▶ **Exercise prompt**
Copy each line of the records below that has "this" in it.

▶ **Available data**
-.-.-

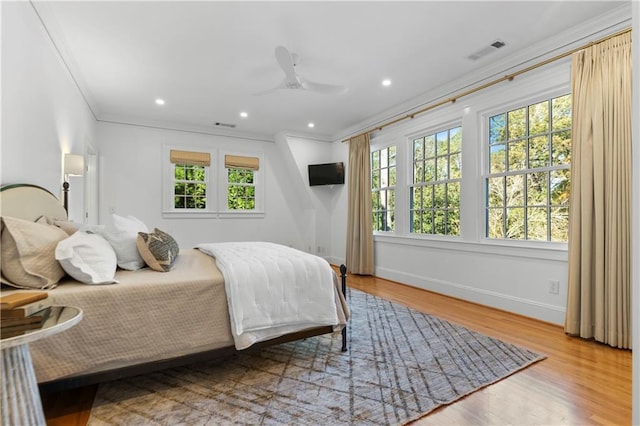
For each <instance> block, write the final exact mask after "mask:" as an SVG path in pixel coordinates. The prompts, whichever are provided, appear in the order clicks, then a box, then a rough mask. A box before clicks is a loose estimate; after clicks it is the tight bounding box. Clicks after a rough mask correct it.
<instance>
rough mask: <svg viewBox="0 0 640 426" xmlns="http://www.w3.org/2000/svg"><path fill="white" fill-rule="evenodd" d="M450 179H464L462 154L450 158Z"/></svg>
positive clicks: (449, 157)
mask: <svg viewBox="0 0 640 426" xmlns="http://www.w3.org/2000/svg"><path fill="white" fill-rule="evenodd" d="M449 159H450V161H451V163H450V164H449V167H450V169H449V178H451V179H460V178H461V177H462V153H460V152H459V153H457V154H453V155H452V156H451V157H449Z"/></svg>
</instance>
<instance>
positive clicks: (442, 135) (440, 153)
mask: <svg viewBox="0 0 640 426" xmlns="http://www.w3.org/2000/svg"><path fill="white" fill-rule="evenodd" d="M448 153H449V132H439V133H438V134H436V155H447V154H448Z"/></svg>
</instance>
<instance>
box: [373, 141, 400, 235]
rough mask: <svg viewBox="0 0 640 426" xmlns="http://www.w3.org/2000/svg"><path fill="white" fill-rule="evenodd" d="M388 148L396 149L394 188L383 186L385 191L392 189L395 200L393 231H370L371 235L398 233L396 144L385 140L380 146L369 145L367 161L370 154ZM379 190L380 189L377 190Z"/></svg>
mask: <svg viewBox="0 0 640 426" xmlns="http://www.w3.org/2000/svg"><path fill="white" fill-rule="evenodd" d="M390 147H395V148H396V165H395V166H394V167H395V168H396V184H395V185H394V186H385V189H392V190H393V192H394V197H395V200H396V209H395V211H394V212H393V215H394V218H395V222H394V230H393V231H372V232H373V235H396V233H397V231H398V188H399V184H398V179H399V176H398V144H397V143H396V141H395V140H386V141H385V142H384V143H382V144H375V145H373V144H372V145H371V146H370V147H369V161H371V154H372V153H374V152H375V151H382V150H383V149H385V148H390ZM378 189H379V190H380V189H382V188H378ZM371 193H373V188H371Z"/></svg>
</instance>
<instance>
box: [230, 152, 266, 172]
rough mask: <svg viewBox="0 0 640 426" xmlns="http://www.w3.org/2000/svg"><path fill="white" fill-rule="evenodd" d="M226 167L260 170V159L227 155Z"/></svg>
mask: <svg viewBox="0 0 640 426" xmlns="http://www.w3.org/2000/svg"><path fill="white" fill-rule="evenodd" d="M224 166H225V167H226V168H227V169H249V170H258V169H259V168H260V159H259V158H258V157H243V156H241V155H225V156H224Z"/></svg>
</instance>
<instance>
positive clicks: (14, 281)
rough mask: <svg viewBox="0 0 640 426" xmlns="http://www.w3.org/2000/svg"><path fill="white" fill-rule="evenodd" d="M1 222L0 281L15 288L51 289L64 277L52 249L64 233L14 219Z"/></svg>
mask: <svg viewBox="0 0 640 426" xmlns="http://www.w3.org/2000/svg"><path fill="white" fill-rule="evenodd" d="M1 220H2V235H1V236H0V243H2V247H1V248H0V255H1V256H2V260H1V262H0V266H1V268H2V282H3V283H5V284H7V285H10V286H13V287H17V288H38V289H50V288H54V287H55V286H56V283H57V282H58V281H60V278H62V277H63V276H64V270H63V269H62V267H61V266H60V264H59V263H58V261H57V260H56V258H55V250H56V246H57V244H58V242H60V241H62V240H64V239H65V238H67V237H68V235H67V233H66V232H64V231H63V230H62V229H60V228H57V227H55V226H51V225H45V224H41V223H35V222H30V221H28V220H23V219H17V218H14V217H3V218H2V219H1Z"/></svg>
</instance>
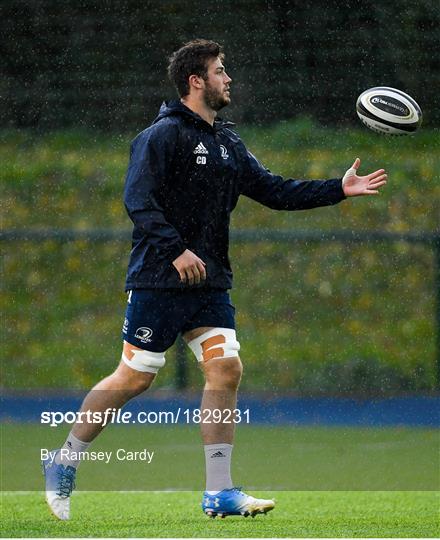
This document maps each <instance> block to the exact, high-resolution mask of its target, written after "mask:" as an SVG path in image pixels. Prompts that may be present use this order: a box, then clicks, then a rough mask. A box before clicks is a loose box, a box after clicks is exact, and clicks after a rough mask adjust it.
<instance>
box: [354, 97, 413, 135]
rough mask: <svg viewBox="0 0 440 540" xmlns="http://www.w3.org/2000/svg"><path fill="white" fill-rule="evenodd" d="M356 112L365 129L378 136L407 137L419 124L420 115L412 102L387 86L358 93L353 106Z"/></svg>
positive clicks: (412, 101)
mask: <svg viewBox="0 0 440 540" xmlns="http://www.w3.org/2000/svg"><path fill="white" fill-rule="evenodd" d="M356 112H357V114H358V116H359V118H360V119H361V120H362V122H363V123H364V124H365V125H366V126H367V127H369V128H370V129H372V130H373V131H376V132H377V133H382V134H383V133H385V134H388V135H408V134H409V133H414V132H415V131H416V130H417V129H418V128H419V127H420V124H421V123H422V111H421V109H420V107H419V106H418V104H417V103H416V101H415V100H414V99H413V98H412V97H410V96H408V94H405V92H402V91H401V90H396V89H395V88H389V87H388V86H376V87H375V88H370V89H369V90H365V92H362V94H361V95H360V96H359V97H358V99H357V102H356Z"/></svg>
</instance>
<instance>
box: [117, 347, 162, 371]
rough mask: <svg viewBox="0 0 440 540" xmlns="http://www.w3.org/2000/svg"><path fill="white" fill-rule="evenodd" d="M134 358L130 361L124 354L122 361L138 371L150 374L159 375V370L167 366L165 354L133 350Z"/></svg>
mask: <svg viewBox="0 0 440 540" xmlns="http://www.w3.org/2000/svg"><path fill="white" fill-rule="evenodd" d="M131 352H132V353H133V356H132V357H131V359H130V360H129V359H128V358H127V357H126V356H125V354H124V353H123V354H122V360H123V361H124V362H125V363H126V364H127V366H130V367H131V368H133V369H135V370H136V371H146V372H148V373H157V372H158V371H159V368H161V367H163V366H164V365H165V353H164V352H163V353H154V352H151V351H141V350H138V349H131Z"/></svg>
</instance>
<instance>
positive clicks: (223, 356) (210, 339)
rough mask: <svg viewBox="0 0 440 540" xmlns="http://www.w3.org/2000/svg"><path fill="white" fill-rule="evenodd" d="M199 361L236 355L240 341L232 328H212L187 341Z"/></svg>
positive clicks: (234, 331) (238, 349)
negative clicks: (203, 332)
mask: <svg viewBox="0 0 440 540" xmlns="http://www.w3.org/2000/svg"><path fill="white" fill-rule="evenodd" d="M188 346H189V347H190V348H191V350H192V352H193V353H194V354H195V356H196V358H197V360H198V361H199V362H207V361H208V360H211V359H212V358H232V357H234V356H238V351H239V350H240V343H239V342H238V341H237V337H236V334H235V330H233V329H232V328H213V329H212V330H208V332H205V333H204V334H202V335H201V336H199V337H198V338H195V339H193V340H191V341H190V342H189V343H188Z"/></svg>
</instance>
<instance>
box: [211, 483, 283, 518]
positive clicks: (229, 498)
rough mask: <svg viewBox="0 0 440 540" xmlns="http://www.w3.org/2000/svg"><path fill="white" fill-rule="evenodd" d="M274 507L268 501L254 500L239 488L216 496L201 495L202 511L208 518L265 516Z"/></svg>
mask: <svg viewBox="0 0 440 540" xmlns="http://www.w3.org/2000/svg"><path fill="white" fill-rule="evenodd" d="M274 507H275V502H274V501H272V500H269V499H256V498H255V497H252V496H251V495H247V494H246V493H244V492H243V491H241V488H231V489H224V490H223V491H219V492H218V493H217V494H216V495H209V494H208V492H206V491H205V493H204V494H203V501H202V510H203V511H204V512H205V514H206V515H207V516H209V517H212V518H215V517H216V516H219V517H222V518H225V517H226V516H244V517H247V516H252V517H255V516H256V515H257V514H266V513H267V512H269V511H270V510H273V508H274Z"/></svg>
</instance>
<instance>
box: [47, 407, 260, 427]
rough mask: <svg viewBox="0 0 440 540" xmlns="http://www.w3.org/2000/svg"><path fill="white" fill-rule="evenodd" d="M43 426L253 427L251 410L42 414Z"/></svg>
mask: <svg viewBox="0 0 440 540" xmlns="http://www.w3.org/2000/svg"><path fill="white" fill-rule="evenodd" d="M40 423H41V424H45V425H49V426H50V427H58V426H60V425H63V424H75V423H77V424H99V425H102V426H106V425H108V424H125V425H127V424H148V425H154V424H249V423H250V410H249V409H245V410H241V409H190V408H186V409H185V408H183V407H178V408H177V409H176V410H175V411H138V412H135V413H134V412H132V411H122V409H116V408H114V407H109V408H107V409H105V410H104V411H90V410H88V411H65V412H62V411H42V412H41V415H40Z"/></svg>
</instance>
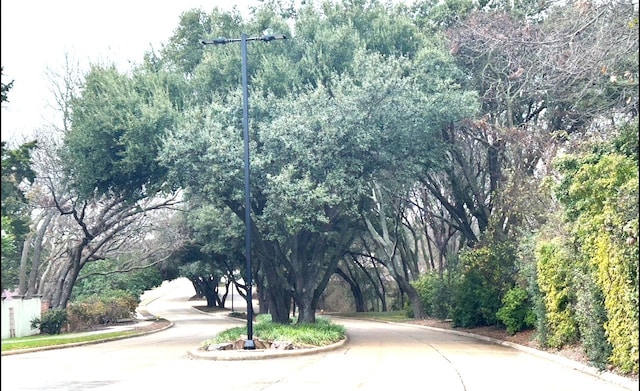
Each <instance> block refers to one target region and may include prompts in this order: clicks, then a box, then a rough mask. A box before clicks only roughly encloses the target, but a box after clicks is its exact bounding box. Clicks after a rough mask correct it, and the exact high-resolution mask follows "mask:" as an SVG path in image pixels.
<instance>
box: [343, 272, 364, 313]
mask: <svg viewBox="0 0 640 391" xmlns="http://www.w3.org/2000/svg"><path fill="white" fill-rule="evenodd" d="M336 273H337V274H338V275H339V276H340V277H342V279H343V280H344V281H345V282H346V283H347V284H349V288H350V289H351V294H352V295H353V300H354V302H355V305H356V312H365V307H364V297H363V296H362V289H360V285H359V284H358V282H357V281H355V280H354V279H353V278H351V277H349V276H348V275H347V274H346V273H345V272H344V271H342V269H340V268H336Z"/></svg>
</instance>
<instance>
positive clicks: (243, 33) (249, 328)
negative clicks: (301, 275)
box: [201, 33, 287, 350]
mask: <svg viewBox="0 0 640 391" xmlns="http://www.w3.org/2000/svg"><path fill="white" fill-rule="evenodd" d="M278 39H287V37H286V36H284V35H264V36H262V37H252V38H247V34H245V33H242V35H241V37H240V39H227V38H222V37H221V38H216V39H213V40H202V41H201V43H202V44H203V45H211V44H213V45H224V44H227V43H230V42H240V46H241V52H242V53H241V55H242V125H243V128H244V129H243V130H244V132H243V133H244V224H245V230H246V234H245V240H246V248H245V254H246V255H245V256H246V260H247V265H246V267H247V273H246V284H247V340H246V341H245V343H244V349H246V350H254V349H255V348H256V344H255V342H254V341H253V305H252V303H253V299H252V296H253V293H252V285H253V281H252V276H251V274H252V270H251V193H250V191H251V187H250V183H249V174H250V172H251V170H250V167H249V91H248V84H249V82H248V81H247V41H263V42H271V41H273V40H278ZM232 305H233V304H232Z"/></svg>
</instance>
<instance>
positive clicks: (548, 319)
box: [536, 239, 579, 348]
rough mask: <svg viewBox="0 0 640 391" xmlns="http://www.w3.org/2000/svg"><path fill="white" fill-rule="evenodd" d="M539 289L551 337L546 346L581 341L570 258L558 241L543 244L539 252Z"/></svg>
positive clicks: (538, 284) (560, 346)
mask: <svg viewBox="0 0 640 391" xmlns="http://www.w3.org/2000/svg"><path fill="white" fill-rule="evenodd" d="M536 257H537V272H538V287H539V288H540V293H541V294H542V300H543V303H544V306H545V309H546V317H545V319H546V325H545V326H546V327H547V330H548V335H547V336H546V338H547V339H546V341H542V342H543V345H547V346H551V347H554V348H558V347H562V346H563V345H565V344H570V343H574V342H576V341H577V340H578V336H579V334H578V325H577V323H576V320H575V317H574V302H575V296H574V293H573V292H572V289H571V275H572V271H571V263H572V262H571V259H570V257H569V256H568V254H567V252H566V250H565V248H564V246H563V244H562V243H561V242H560V240H559V239H552V240H551V241H541V242H540V243H539V244H538V247H537V249H536Z"/></svg>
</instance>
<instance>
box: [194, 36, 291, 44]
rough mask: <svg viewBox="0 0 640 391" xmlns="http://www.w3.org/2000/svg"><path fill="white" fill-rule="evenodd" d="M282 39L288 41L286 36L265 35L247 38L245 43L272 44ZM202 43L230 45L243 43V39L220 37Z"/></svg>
mask: <svg viewBox="0 0 640 391" xmlns="http://www.w3.org/2000/svg"><path fill="white" fill-rule="evenodd" d="M280 39H287V36H286V35H273V34H268V35H263V36H261V37H248V38H245V41H263V42H271V41H275V40H280ZM200 42H201V43H202V44H203V45H225V44H228V43H234V42H242V38H224V37H218V38H214V39H203V40H202V41H200Z"/></svg>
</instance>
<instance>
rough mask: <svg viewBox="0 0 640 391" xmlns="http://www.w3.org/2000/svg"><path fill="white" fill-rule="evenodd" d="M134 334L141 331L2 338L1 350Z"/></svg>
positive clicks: (130, 334) (73, 343)
mask: <svg viewBox="0 0 640 391" xmlns="http://www.w3.org/2000/svg"><path fill="white" fill-rule="evenodd" d="M136 334H141V332H140V331H136V330H127V331H114V332H111V333H101V334H83V333H77V334H76V333H71V334H59V335H34V336H30V337H21V338H11V339H6V340H2V351H3V352H9V351H13V350H21V349H33V348H41V347H48V346H59V345H68V344H74V343H79V342H95V341H108V340H111V339H116V338H123V337H129V336H133V335H136Z"/></svg>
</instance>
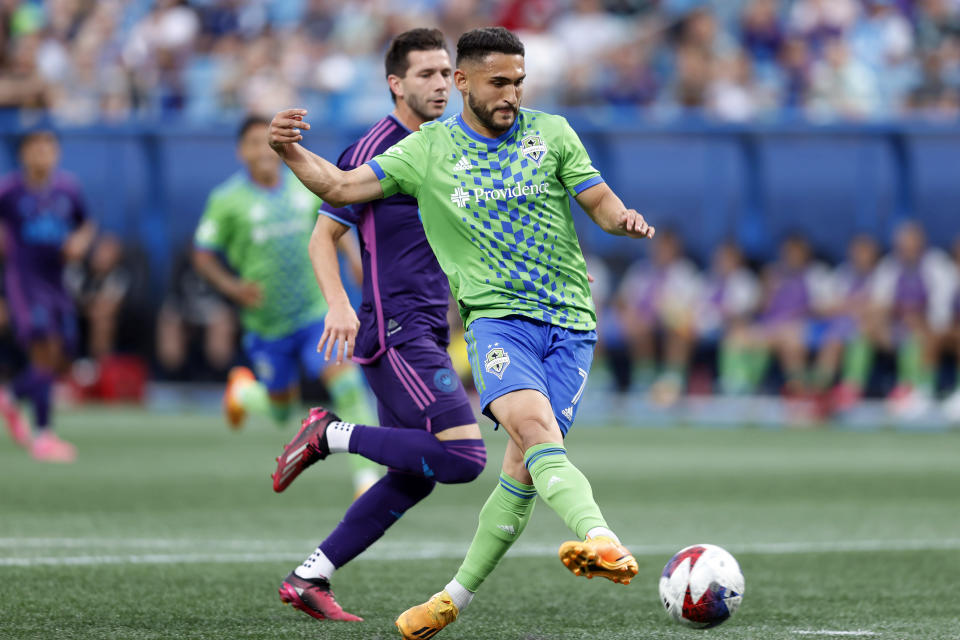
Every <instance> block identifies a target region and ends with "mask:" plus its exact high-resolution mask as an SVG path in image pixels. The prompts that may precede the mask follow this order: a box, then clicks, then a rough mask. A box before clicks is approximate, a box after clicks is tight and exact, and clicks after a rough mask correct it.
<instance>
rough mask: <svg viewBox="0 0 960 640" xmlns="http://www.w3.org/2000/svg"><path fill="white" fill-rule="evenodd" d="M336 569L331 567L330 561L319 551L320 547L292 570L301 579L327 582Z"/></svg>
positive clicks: (320, 551) (330, 563) (327, 558)
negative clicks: (314, 580) (306, 558)
mask: <svg viewBox="0 0 960 640" xmlns="http://www.w3.org/2000/svg"><path fill="white" fill-rule="evenodd" d="M336 570H337V568H336V567H335V566H333V563H332V562H330V559H329V558H327V556H326V555H325V554H324V553H323V551H320V547H317V550H316V551H314V552H313V553H311V554H310V557H309V558H307V559H306V560H304V561H303V564H301V565H300V566H299V567H297V568H296V569H294V570H293V572H294V573H295V574H297V575H298V576H300V577H301V578H306V579H310V578H326V579H327V580H329V579H330V578H331V576H333V572H334V571H336Z"/></svg>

-.-.-

▶ **Final answer**
This document maps each <instance> block to the exact, high-resolution mask of its target, written after "mask:" as an SVG path in image pixels. Prompts that may be present use this order: a box, then clicks, then a rough mask. A box before clicks is a loose box, a box after clicks is exact, and clicks after a rough mask adjust it.
Each <instance> block refers to one target region and may include prompts in this order: clicks, then a box, then a rough mask. A box before clicks only roughly encloses the target, but a box after clicks is its exact bounding box. Clicks after a rough mask correct it, and the exact high-resolution mask follows "mask:" as an SVG path in image pixels.
Every <instance> block identifies a target region and ends with "mask:" plus its exact high-resolution mask as an SVG path in image pixels. The prompts that may precede the mask follow this order: a box, then clicks, then a rough mask. A box before clicks is approximate, a box after clicks is tight and exact, and clicks after a rough mask correct it.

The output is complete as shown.